Fire and Water is the third studio album by English rock band Free, released in 1970. It became the band's breakthrough album, achieving widespread commercial success as the band's first two studio albums were not successful. With the "tremendous" acclaim of Fire and Water at their backs, in the words of AllMusic, Free headlined the 1970 Isle of Wight Festival with an estimated audience of 600,000 to 700,000 attendees and "appeared destined for superstardom".

Fire and Water reached No. 2 on the U.K. album chart, being listed on it for a total of eighteen weeks. In contrast, neither of the band's prior two studio albums had charted at all. Fire and Water additionally reached No. 17 on the U.S. chart.

The album spawned the band's signature hit song "All Right Now", praised by publications such as AllMusic as a hard rock "smash powered by [Paul] Rodgers' gritty, visceral vocals". The song became a top five rock hit in the group's native United Kingdom, and also did well in European countries such as Austria, France, and Germany. The track is often regarded as a staple in classic rock.

Background and production

The band formed in London in 1968, after guitarist Paul Kossoff of the blues band Black Cat Bones saw a performance that included frontman and lead singer Paul Rodgers. Free came into being once the duo joined up with drummer Simon Kirke and bassist Andy Fraser, the latter formerly from the ranks of John Mayall's Bluesbreakers. Free's debut album, titled Tons of Sobs, came out in 1968 to a muted response. The group's eponymous 1969 follow-up, while expanding on the band's mix of styles, also failed to achieve commercial success. Neither album appeared in charts.

Free recorded Fire and Water from January to June 1970 in London, the group using the engineering facilities of Island Studios and Trident Studios. Mike Sida devised the album's cover image, with Richard Polak being the band's photographer. Free produced the work, with assistance from others.
------
● **TO DO**
1 – Could you extract the stretch of the Fire and Water passage from "Background and production" through "assistance from others."?
2 – Can you extend the Fire and Water passage, picking up right after its final sentence?

Excerpts from a pointing dataset:
------
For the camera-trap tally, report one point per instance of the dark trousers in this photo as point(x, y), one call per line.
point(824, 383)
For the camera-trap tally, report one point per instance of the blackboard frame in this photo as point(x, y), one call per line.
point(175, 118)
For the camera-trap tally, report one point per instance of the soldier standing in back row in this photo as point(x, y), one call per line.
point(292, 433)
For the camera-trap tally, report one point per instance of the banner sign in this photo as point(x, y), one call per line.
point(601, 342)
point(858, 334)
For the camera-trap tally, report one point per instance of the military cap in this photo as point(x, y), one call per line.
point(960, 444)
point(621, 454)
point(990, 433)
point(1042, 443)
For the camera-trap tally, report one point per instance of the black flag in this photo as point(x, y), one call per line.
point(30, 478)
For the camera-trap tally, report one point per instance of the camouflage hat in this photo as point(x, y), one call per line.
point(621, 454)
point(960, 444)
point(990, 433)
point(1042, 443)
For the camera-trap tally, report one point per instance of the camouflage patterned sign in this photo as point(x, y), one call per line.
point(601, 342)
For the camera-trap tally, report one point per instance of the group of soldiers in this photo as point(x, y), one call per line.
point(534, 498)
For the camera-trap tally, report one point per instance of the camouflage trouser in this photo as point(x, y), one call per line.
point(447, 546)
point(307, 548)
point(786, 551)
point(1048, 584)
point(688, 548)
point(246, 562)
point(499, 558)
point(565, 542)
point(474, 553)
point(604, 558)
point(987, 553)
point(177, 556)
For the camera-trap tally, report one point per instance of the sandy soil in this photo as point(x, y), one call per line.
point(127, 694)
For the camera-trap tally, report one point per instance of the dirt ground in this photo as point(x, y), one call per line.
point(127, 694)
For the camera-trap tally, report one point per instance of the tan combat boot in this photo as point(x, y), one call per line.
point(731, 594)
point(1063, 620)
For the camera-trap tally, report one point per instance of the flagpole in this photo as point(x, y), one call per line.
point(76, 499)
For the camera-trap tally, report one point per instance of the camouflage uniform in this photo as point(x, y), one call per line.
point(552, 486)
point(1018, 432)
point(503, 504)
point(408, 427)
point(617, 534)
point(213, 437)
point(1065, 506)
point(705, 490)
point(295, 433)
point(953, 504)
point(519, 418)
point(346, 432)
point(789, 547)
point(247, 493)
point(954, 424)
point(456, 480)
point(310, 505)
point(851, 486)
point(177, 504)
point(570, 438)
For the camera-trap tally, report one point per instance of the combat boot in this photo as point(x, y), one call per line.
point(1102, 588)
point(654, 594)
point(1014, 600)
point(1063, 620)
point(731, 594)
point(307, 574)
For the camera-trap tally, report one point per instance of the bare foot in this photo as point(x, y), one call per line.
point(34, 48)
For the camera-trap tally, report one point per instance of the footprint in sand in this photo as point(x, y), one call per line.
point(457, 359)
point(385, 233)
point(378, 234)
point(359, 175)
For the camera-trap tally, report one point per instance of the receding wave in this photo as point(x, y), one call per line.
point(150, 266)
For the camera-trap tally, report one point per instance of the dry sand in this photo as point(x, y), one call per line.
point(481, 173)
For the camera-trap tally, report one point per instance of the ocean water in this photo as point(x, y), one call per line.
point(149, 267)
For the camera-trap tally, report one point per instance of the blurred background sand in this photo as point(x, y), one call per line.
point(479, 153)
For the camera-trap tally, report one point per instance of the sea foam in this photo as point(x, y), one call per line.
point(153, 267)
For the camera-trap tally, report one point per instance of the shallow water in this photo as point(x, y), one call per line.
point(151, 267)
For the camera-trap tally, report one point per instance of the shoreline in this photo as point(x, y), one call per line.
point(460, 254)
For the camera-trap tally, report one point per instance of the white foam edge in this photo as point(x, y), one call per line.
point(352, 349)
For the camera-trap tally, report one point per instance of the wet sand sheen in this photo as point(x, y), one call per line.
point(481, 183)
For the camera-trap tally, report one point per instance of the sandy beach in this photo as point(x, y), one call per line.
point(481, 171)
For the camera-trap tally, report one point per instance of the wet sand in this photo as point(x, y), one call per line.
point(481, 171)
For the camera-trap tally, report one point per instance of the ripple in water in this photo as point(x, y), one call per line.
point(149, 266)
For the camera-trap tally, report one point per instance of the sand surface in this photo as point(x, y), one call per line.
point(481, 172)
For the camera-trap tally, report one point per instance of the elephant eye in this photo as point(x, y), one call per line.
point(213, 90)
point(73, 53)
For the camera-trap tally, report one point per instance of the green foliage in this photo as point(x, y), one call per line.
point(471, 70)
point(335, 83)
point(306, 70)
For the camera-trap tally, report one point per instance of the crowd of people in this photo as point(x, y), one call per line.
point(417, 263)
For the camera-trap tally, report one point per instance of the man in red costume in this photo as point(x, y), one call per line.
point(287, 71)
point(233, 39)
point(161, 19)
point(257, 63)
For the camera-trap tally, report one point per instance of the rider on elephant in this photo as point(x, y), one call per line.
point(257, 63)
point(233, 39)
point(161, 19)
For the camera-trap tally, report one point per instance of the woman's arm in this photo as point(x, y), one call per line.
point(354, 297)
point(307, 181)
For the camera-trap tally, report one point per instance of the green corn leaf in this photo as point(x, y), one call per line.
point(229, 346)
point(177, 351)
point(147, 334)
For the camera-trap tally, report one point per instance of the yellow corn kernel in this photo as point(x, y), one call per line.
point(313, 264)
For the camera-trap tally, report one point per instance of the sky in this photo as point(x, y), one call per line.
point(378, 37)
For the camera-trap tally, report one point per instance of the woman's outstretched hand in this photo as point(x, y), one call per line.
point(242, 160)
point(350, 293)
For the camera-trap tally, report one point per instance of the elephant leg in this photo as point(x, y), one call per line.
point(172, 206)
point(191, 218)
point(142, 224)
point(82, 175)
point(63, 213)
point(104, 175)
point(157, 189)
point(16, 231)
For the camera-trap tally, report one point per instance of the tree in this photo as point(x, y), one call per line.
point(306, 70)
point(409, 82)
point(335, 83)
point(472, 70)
------
● **WRITTEN ANSWERS**
1 –
Background and production

The band formed in London in 1968, after guitarist Paul Kossoff of the blues band Black Cat Bones saw a performance that included frontman and lead singer Paul Rodgers. Free came into being once the duo joined up with drummer Simon Kirke and bassist Andy Fraser, the latter formerly from the ranks of John Mayall's Bluesbreakers. Free's debut album, titled Tons of Sobs, came out in 1968 to a muted response. The group's eponymous 1969 follow-up, while expanding on the band's mix of styles, also failed to achieve commercial success. Neither album appeared in charts.

Free recorded Fire and Water from January to June 1970 in London, the group using the engineering facilities of Island Studios and Trident Studios. Mike Sida devised the album's cover image, with Richard Polak being the band's photographer. Free produced the work, with assistance from others.

2 –
Roy Baker contributed to the album's production, providing particular help with the audio engineering. Before getting started with Free, he had worked with groups such as Savoy Brown and the Deviants in the 1960s. Since his association with Fire and Water, he has spent decades working with rock bands such as Byzantium, Hawkwind, Queen, and the Cars.

Reception

Music critic Matthew Greenwald has written for AllMusic praising the album. He stated that by 1970 "Free presented itself to the world as a complete band, in every sense of the word", particularly with elements ranging from "Paul Kossoff's exquisite and tasteful guitar work to Paul Rodgers' soulful vocals" on display for listeners. He also positively compared the group's work with that of bands Blind Faith, Cream, and Derek and the Dominos.

Track listing
All tracks written by Andy Fraser and Paul Rodgers unless otherwise stated. The details are taken from the Island CD reissue, which has accurate timings and may differ from other releases.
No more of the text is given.